#### Document section:
Edit: New Info. After trying once again to start with the same results, I smelled gas and looked at the carb side of the engine and there is a steady drip from the bottom of the carburetor. It has what looks to be a sensor or solenoid on the bottom with wires and gas is dripping off that.


----------



## willys55 (Oct 13, 2016)

it almost sounds like the engine is flooded and hydralocked from too much fuel in the cylinder.

the solenoid under the carb is a shutoff for the fuel supply when the key is turned to off, It is too keep the engine from backfiring if I remember correctly. It could be bad, or you could have a bad float in the carb..


----------



## pYLON1357 (Dec 2, 2016)

For what my opinion may be worth, Willys I think is bang on with this issue. Hydro locked due to fuel leaking into the cylinder. Replace the leaking shut off valve, remove the spark plug and turn engine over by hand. Replace the oil (likely fuel contaminated and lubrication properties compromised)


----------



## SkiSmuggs (Feb 10, 2017)

Well the shop said the carb looked good, but it was missing badly when they started it. A little research showed a broken woodruff key. The hydro lock was a good guess as that probably happened when the carb flooded during my start up attempts. They said a broken woodruff key was unusual on a deck mower because the belt drive tended to protect it, unlike a push mower with direct drive. Woodruff key replaced and all is good.


----------

#### What you will do:
- 1) List the steps that pYLON1357 recommends in the mower forum thread.
- 2) Please copy word for word the part of the mower forum thread starting with "Edit: New Info." and going on through "in the cylinder.".
- 3) In the mower forum thread, why does pYLON1357 say the oil should be replaced? Answer in one to three sentences.

#### Recorded data:
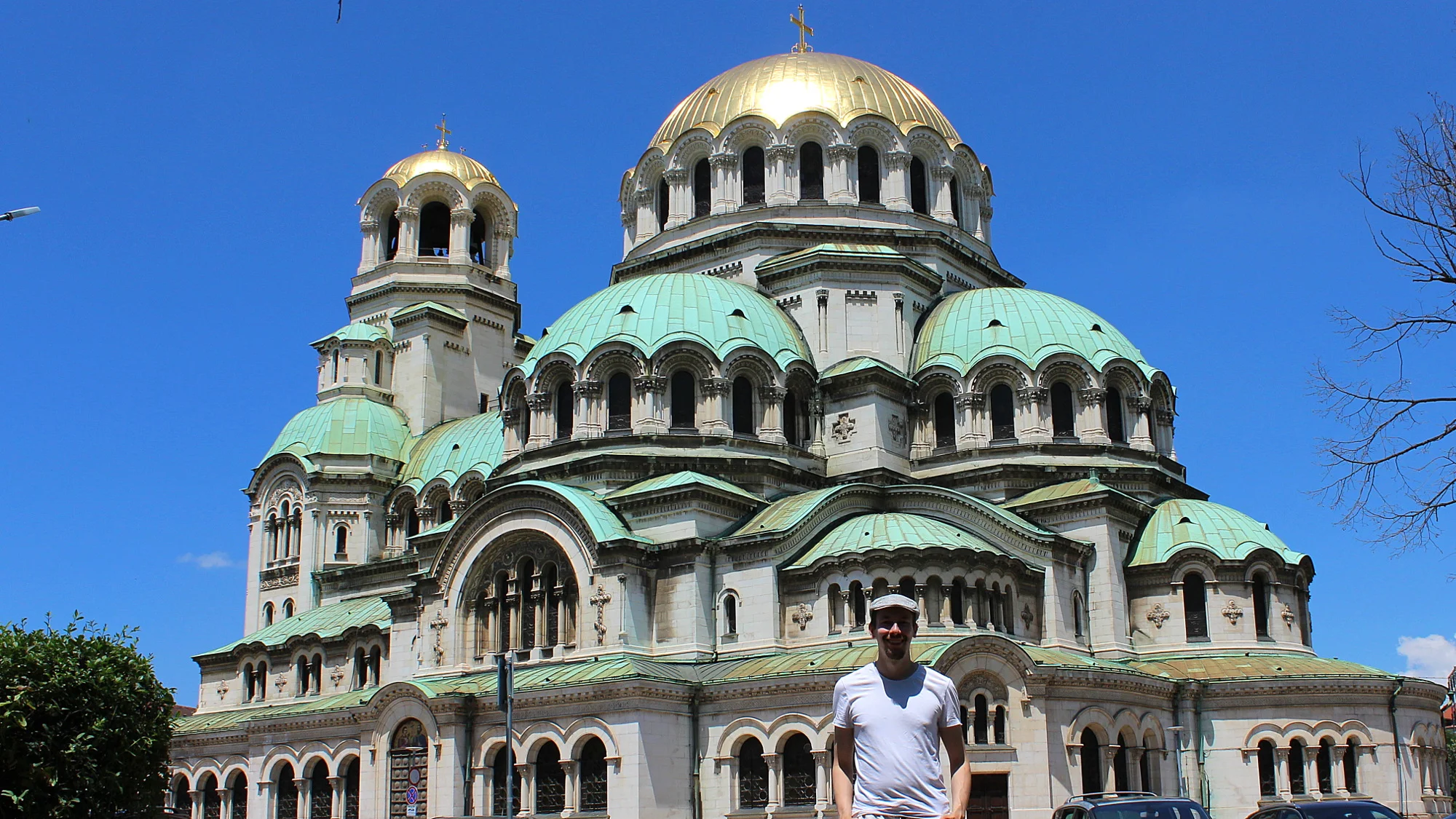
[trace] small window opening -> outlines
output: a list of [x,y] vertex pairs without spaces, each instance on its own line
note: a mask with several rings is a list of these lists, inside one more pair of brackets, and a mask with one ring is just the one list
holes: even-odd
[[693,219],[708,216],[708,211],[712,210],[708,201],[712,187],[712,169],[706,159],[699,159],[697,165],[693,166]]
[[919,156],[910,159],[910,210],[930,213],[925,195],[925,162]]
[[743,204],[763,203],[763,149],[743,152]]
[[419,208],[419,256],[450,255],[450,205],[428,203]]
[[799,146],[799,200],[824,198],[824,149],[818,143]]
[[879,152],[869,146],[859,147],[859,201],[879,204]]
[[1016,410],[1012,404],[1010,386],[999,383],[992,388],[992,440],[1016,439]]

#### Results for the exercise:
- 1)
Replace the leaking shut off valve
Remove the spark plug
Turn the engine over by hand
Replace the oil

- 2)
Edit: New Info. After trying once again to start with the same results, I smelled gas and looked at the carb side of the engine and there is a steady drip from the bottom of the carburetor. It has what looks to be a sensor or solenoid on the bottom with wires and gas is dripping off that.


----------



## willys55 (Oct 13, 2016)

it almost sounds like the engine is flooded and hydralocked from too much fuel in the cylinder.

- 3) The oil is likely contaminated with fuel, so its lubrication properties are compromised.